Referring expression grounding data:
..........
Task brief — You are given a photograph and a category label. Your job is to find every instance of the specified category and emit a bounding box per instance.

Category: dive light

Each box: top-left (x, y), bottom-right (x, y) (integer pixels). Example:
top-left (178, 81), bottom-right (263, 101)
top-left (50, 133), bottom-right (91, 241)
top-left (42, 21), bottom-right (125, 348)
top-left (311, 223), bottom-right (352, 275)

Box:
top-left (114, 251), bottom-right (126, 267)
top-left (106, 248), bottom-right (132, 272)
..........
:: What this task involves ::
With the line containing "top-left (178, 81), bottom-right (263, 101)" as the first and the last line of the data as the final one, copy every line between them exactly, those two included.

:: Task solution ::
top-left (178, 81), bottom-right (263, 101)
top-left (50, 133), bottom-right (91, 241)
top-left (42, 21), bottom-right (125, 348)
top-left (311, 223), bottom-right (352, 275)

Box:
top-left (114, 251), bottom-right (126, 267)
top-left (106, 248), bottom-right (132, 272)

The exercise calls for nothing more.